PROVIDED MATERIAL:
----------

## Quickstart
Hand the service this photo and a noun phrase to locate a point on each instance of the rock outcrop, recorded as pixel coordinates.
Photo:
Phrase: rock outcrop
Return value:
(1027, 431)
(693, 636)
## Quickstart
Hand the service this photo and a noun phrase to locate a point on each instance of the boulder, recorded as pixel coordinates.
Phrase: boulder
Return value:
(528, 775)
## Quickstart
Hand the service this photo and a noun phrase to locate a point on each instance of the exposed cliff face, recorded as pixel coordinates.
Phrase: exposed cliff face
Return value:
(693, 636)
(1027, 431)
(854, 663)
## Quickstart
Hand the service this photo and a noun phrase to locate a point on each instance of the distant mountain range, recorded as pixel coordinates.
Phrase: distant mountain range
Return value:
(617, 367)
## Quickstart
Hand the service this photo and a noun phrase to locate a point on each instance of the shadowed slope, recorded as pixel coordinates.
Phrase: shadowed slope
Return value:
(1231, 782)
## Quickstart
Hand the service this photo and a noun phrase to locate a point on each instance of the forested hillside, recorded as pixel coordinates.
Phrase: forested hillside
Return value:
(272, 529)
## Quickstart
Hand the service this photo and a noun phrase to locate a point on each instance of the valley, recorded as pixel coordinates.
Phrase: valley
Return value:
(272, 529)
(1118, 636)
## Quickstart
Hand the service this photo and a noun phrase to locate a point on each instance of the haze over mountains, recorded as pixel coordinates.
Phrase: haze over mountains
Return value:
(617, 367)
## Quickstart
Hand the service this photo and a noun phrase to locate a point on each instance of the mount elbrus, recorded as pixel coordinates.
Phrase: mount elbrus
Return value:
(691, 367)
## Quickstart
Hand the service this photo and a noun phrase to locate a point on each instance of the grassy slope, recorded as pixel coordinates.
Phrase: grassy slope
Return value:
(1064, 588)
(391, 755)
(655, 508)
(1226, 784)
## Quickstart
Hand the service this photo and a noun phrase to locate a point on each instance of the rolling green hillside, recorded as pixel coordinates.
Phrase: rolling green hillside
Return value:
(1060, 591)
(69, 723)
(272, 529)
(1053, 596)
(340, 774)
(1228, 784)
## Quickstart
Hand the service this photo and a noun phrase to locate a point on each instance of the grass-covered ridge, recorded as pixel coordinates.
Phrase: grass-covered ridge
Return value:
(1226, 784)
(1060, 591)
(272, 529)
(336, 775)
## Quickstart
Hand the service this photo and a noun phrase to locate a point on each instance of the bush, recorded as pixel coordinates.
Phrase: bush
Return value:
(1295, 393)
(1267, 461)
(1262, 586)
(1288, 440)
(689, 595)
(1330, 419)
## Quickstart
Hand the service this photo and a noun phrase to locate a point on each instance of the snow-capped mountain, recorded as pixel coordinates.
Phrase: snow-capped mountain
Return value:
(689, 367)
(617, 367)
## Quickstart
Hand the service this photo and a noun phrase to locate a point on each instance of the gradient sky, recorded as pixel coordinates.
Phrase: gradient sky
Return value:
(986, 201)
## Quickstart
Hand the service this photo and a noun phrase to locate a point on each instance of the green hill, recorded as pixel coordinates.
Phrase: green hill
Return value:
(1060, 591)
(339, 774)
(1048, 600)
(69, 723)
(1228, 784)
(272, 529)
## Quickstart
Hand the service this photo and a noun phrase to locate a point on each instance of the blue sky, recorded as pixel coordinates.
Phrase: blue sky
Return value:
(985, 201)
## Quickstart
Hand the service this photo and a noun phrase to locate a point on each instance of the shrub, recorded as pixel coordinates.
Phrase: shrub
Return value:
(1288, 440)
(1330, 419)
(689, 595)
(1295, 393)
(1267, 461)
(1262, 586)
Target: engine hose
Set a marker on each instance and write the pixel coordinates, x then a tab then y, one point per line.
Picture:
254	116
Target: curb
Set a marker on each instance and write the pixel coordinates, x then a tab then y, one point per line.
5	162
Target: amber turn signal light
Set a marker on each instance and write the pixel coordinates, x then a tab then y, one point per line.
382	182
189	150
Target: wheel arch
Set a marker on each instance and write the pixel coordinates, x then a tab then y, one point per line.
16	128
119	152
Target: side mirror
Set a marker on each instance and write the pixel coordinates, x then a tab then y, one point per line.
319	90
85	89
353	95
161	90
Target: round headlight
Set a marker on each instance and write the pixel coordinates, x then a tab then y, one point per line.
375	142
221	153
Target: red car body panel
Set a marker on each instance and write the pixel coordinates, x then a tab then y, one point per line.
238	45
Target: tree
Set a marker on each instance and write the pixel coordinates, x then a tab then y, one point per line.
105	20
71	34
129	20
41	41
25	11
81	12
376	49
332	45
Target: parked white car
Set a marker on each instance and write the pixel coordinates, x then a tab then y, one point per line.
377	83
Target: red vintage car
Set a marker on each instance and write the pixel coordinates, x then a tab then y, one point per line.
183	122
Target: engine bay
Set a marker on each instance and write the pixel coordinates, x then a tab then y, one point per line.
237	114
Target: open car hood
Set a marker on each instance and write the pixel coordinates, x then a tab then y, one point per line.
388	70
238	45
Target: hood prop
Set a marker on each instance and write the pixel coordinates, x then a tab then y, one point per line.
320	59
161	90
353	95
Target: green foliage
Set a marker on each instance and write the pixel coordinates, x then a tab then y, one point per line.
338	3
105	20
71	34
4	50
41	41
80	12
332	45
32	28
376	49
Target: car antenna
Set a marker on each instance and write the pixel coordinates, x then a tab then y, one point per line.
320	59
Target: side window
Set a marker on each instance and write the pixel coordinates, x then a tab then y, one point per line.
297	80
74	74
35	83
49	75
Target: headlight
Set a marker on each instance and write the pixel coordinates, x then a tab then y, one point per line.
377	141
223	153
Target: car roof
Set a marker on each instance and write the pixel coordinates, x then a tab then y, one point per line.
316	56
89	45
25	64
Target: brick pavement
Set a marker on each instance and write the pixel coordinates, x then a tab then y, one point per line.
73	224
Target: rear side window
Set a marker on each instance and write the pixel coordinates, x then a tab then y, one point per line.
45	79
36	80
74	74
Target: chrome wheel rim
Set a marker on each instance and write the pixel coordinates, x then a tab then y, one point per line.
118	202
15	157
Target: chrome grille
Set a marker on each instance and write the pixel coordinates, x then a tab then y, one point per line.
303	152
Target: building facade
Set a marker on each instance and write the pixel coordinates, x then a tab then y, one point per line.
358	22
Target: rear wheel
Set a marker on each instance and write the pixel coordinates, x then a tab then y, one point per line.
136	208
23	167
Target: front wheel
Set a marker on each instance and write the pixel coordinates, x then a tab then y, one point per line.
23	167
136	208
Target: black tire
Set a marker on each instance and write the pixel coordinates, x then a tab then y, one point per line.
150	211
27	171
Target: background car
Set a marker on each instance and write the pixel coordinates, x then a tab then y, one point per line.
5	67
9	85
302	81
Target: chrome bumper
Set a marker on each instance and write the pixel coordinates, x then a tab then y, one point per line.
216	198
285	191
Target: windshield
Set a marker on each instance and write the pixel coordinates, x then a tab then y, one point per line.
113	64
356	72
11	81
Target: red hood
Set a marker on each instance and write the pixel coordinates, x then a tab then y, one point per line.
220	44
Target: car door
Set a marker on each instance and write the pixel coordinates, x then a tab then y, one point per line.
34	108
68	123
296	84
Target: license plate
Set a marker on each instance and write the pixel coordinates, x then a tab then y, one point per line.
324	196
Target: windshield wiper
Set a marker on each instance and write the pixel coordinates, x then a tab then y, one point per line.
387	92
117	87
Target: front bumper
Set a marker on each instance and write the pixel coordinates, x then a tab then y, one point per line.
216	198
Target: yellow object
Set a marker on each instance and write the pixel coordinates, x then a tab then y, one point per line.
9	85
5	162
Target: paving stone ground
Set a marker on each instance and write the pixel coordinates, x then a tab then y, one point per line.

----------

BRIEF:
Starting at the top of the data above, repeat every line exactly until the line containing "range, recorded as pixel coordinates." has been given, then stop.

TASK RESPONSE:
## Quickstart
Hand the service this photo and a noun phrase to locate a point on each instance of the rock outcrop, recorded as pixel coordinates.
Photo:
Phrase: rock outcrop
Return value:
(1027, 431)
(693, 636)
## Quickstart
Hand the service this photo and a noun phrase to locate a point on each instance of the boulder, recorded as pixel coordinates.
Phrase: boulder
Return value:
(528, 775)
## Quickstart
Hand the service this photo and a noun phrase to locate a point on each instance of the exposed cliff face, recorded as pixel coordinates.
Phrase: exposed cliff face
Return value:
(693, 636)
(1027, 431)
(854, 663)
## Quickstart
Hand the service this photo and a noun phrase to locate a point on each instance of the distant mountain range, recorded as pixel coordinates.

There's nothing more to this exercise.